На сцене театра «Глобус» цвета часто имели символическое значение. Черный цвет, например, выражал печаль и трагичность (при представлении трагедии сцену обычно драпировали в черный цвет), желтый, по-видимому, — дерзкую наглость (например, Тибальт в «Ромео и Джульетте»), зеленый — юношескую жизнерадостность (например, Меркуцио), белый цвет — невинность и чистоту (поэтому на сцене театра «Глобус» юноша, игравший Дездемону, носил белую одежду; мимоходом заметим: анализ текста «Ромео и Джульетты» заставляет предполагать, что, по представлению Шекспира, оба, Ромео и Джульетта, носят белые костюмы). Именно поэтому, возможно, так «идут» к созданному Остужевым образу Отелло контрастирующие с темным лицом белые чалма и плащ. В этом, как и во многом другом, созданный Остужевым образ перекликается с обычаем того старинного народного театра, для которого написал свою трагедию Шекспир.

Чтобы полнее оценить заслугу Остужева, заглянем в сценическое прошлое Отелло. Как играл Отелло первый исполнитель роли Ричард Бербедж, тот знаменитый трагик театра «Глобус», которому Шекспир оставил в своем завещании деньги на покупку кольца, эмблемы дружбы? Это важный вопрос, так как Бербедж не мог не советоваться с Шекспиром. К сожалению, у нас нет ничего, кроме смутных намеков. Мы уже говорили о том, что он в этой роли «тронул сердца». «Не забудем его главнейшей роли, в которой он больше чем в других тронул сердца» (moved the hearts), — говорится в «Элегии» на смерть Бербеджа (1619). И дальше — упоминание о сыгранных им ролях: «юный Гамлет», «добрый Лир», «опечаленный мавр» («grieved Moor»). Замечательно: опечаленный, а не ревнивый.

Задание
Продолжите отрывок о сценической истории роли Отелло, начав сразу после его последнего предложения.

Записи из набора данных
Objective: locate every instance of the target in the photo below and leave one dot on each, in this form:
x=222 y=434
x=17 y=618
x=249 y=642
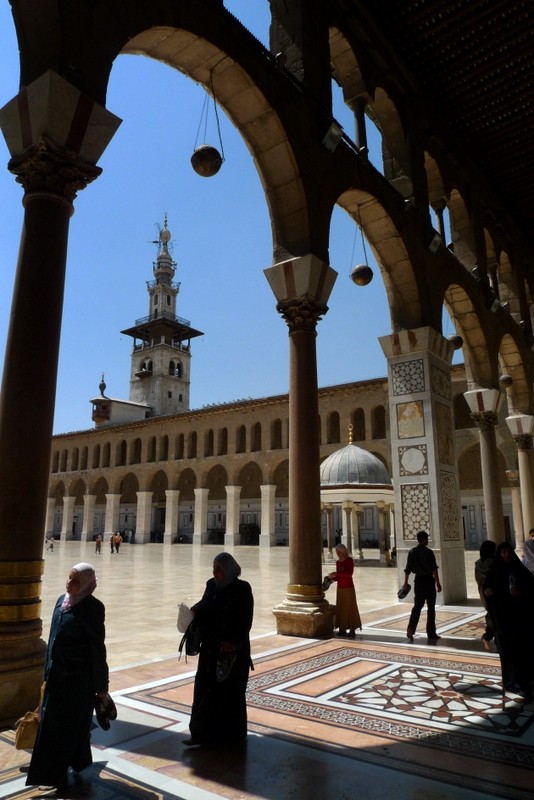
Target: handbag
x=190 y=641
x=105 y=710
x=185 y=617
x=28 y=725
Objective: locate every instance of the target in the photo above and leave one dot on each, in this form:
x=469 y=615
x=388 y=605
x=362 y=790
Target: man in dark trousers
x=422 y=562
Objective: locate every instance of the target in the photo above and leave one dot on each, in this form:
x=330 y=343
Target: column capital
x=55 y=135
x=302 y=287
x=485 y=420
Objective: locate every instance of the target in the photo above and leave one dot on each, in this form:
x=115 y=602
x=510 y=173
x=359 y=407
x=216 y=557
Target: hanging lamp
x=206 y=159
x=361 y=274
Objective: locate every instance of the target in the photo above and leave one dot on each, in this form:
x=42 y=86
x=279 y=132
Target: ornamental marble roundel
x=413 y=460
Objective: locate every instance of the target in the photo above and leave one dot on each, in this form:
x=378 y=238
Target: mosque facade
x=160 y=472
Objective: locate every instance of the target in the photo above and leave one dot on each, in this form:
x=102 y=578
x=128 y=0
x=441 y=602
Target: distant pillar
x=484 y=405
x=200 y=531
x=233 y=495
x=522 y=427
x=89 y=501
x=143 y=525
x=68 y=516
x=171 y=515
x=267 y=532
x=302 y=287
x=423 y=448
x=111 y=524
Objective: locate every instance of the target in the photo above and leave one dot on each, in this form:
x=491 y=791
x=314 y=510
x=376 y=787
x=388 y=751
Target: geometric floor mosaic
x=322 y=716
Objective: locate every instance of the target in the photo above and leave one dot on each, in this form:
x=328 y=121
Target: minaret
x=161 y=356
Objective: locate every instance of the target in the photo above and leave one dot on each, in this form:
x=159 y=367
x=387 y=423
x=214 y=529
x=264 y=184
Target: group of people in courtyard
x=76 y=675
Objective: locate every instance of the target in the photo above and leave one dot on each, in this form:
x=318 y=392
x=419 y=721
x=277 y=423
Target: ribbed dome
x=354 y=466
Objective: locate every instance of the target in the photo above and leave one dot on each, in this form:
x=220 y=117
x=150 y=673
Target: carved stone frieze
x=47 y=168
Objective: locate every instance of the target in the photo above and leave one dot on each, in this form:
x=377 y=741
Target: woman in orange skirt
x=347 y=614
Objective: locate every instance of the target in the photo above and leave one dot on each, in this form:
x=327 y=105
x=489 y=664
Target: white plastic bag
x=185 y=616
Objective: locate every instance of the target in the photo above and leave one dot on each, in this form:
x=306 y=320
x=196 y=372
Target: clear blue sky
x=221 y=241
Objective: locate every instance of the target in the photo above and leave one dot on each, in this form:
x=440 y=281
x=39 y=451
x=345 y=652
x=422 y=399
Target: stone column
x=522 y=427
x=68 y=514
x=517 y=514
x=200 y=530
x=171 y=515
x=423 y=448
x=267 y=534
x=356 y=532
x=144 y=517
x=231 y=535
x=302 y=287
x=329 y=527
x=346 y=524
x=484 y=405
x=89 y=501
x=55 y=135
x=111 y=524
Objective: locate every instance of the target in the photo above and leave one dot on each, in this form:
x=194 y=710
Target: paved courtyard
x=373 y=717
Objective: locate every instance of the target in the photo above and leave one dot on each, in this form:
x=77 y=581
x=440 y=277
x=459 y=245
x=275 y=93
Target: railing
x=163 y=315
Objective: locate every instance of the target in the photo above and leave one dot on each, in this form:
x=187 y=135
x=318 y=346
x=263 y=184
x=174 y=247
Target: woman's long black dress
x=75 y=669
x=513 y=621
x=219 y=712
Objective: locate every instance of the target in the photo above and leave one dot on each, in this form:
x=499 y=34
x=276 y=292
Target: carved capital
x=485 y=420
x=302 y=314
x=523 y=442
x=45 y=167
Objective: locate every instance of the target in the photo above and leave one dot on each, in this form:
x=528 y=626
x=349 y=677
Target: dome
x=353 y=466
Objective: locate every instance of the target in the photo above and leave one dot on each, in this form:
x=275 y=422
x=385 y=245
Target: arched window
x=179 y=447
x=164 y=448
x=208 y=443
x=358 y=425
x=192 y=445
x=241 y=440
x=106 y=454
x=255 y=444
x=332 y=433
x=222 y=442
x=379 y=422
x=136 y=449
x=75 y=459
x=120 y=454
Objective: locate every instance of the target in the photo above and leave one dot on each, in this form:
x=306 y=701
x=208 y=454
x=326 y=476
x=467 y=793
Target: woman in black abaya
x=224 y=615
x=509 y=590
x=76 y=672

Ответ к упражнению
Конечно, нет основания думать, что Бербедж исключил ревность: в другом варианте «Элегии» говорится об «опечаленном мавре, которого негодяй заставил ревновать». Бербедж был, по-видимому, большим актером. Ричард Флекно писал о нем: «Восхитительный Протей, перевоплощающийся в роль; вместе с одеждой он снимает самого себя и до конца спектакля, даже за сценой, перестает быть самим собой... Тот, кто говорит, что он играет, совершает по отношению к нему несправедливость, ибо нет человека менее праздного, чем он, так как вся его жизнь является действием, — со следующим единственным отличием от других людей: то, что для них игра, для него — дело; то, что дело для них, для него — игра». По-видимому, незадолго до своей смерти Бербедж уступил роль Отелло актеру Филду, который, выдвинув на первый план мотив ревности, вызывал восхищение зрителей своим правдивым, «похожим на жизнь» изображением этого чувства. Уже к 20-м годам XVII века наметилось падение английского театра: актеры в погоне за внешним эффектом предаются изображению гиперболических «страстей». Против этой опасности предостерегал еще Шекспир: вспомним Гамлета, осуждавшего актера за то, что он «рвет страсть в клочья» и «перещеголял Ирода». Царь Ирод некогда бесновался и свирепствовал на сцене театра мистерий. В этом смысле царь Ирод — прообраз бесчисленных неистовствующих трагиков. Вероятно, уже в первой половине XVIII века начали играть Отелло в «иродовских» тонах. В сохранившейся старинной балладе, написанной, по-видимому, под впечатлением спектакля, изображен Отелло, «лопающийся от ярости». Дездемона «была нежна, как игривый ребенок; он был свиреп и черен». В сцене убийства он бесновался, топал ногой и, схватив Дездемону за волосы, влачил ее по сцене. Он разил Дездемону кинжалом, «окрашивая свои черные руки цветом запекшейся крови». Заметим мимоходом, что кинжал долго держался на английской сцене. Не отказался от него и Гаррик.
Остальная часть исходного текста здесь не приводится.